━━━━━ Page ━━━━━

From foragers and farmers to complex societies
So, as I’ve also tweetet I read quite a bit of stuff in The Human Past during this weekend. I know some of you are probably sick and tired of hearing about this book and wondering when I’ll finish it and move on to something else; those of you who feel this way will probably be happy to learn that I’ve now read more than half of the book (10 of the 19 chapters).
However the likelihood that I’ll give the book a rest is not very high. I find some of this stuf just incredibly interesting, and I don’t really feel like stopping half way through. The chapters I’ve read over the last week or so have mainly been about the rise of agriculture in various parts of the world and the consequences thereof (names of the chapters I’ve read over the last week: ‘The World Transformed: From foragers and farmers to states and empires’; ‘From foragers to complex societies in Southwest Asia’; ‘Origins of food-producing economies in the Americas’; ‘Holocene Africa’; ‘Holocene Europe’. The book also has a chapter about East Asian agriculture and one about Holocene Australia and the Pacific Basin, but I haven’t read those yet).

━━━━━ Stored data ━━━━━

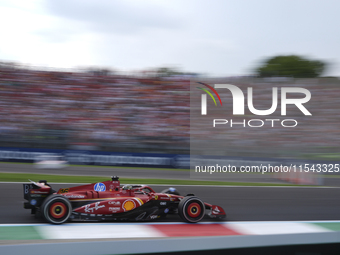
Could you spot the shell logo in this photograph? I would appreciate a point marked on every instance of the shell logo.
(129, 205)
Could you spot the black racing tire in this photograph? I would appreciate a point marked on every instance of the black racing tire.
(169, 191)
(191, 209)
(56, 209)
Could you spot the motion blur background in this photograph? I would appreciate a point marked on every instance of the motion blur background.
(112, 76)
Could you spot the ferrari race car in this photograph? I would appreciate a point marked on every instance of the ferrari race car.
(111, 201)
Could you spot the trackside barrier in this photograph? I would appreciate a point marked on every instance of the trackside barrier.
(299, 177)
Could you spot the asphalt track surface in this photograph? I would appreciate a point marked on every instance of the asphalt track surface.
(240, 203)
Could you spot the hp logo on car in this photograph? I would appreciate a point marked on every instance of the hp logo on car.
(99, 187)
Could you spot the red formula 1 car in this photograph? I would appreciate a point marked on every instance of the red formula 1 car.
(110, 201)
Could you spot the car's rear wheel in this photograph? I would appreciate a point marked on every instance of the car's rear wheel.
(191, 209)
(56, 209)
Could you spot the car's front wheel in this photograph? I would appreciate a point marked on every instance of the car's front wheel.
(56, 209)
(191, 209)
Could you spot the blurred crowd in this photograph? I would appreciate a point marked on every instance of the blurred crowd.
(59, 109)
(102, 110)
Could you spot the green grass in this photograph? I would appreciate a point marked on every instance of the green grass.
(23, 177)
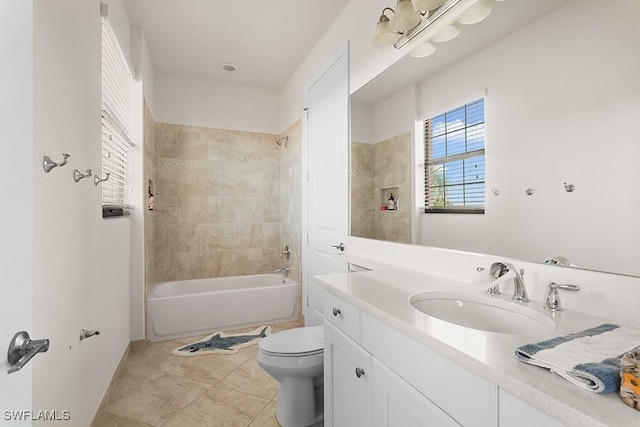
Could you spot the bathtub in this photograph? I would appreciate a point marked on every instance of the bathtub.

━━━━━

▶ _Work required_
Reproduce word for word everything in the foragers-and-farmers post from "From foragers and farmers to complex" down to "the 19 chapters).".

▶ _Finished task_
From foragers and farmers to complex societies
So, as I’ve also tweetet I read quite a bit of stuff in The Human Past during this weekend. I know some of you are probably sick and tired of hearing about this book and wondering when I’ll finish it and move on to something else; those of you who feel this way will probably be happy to learn that I’ve now read more than half of the book (10 of the 19 chapters).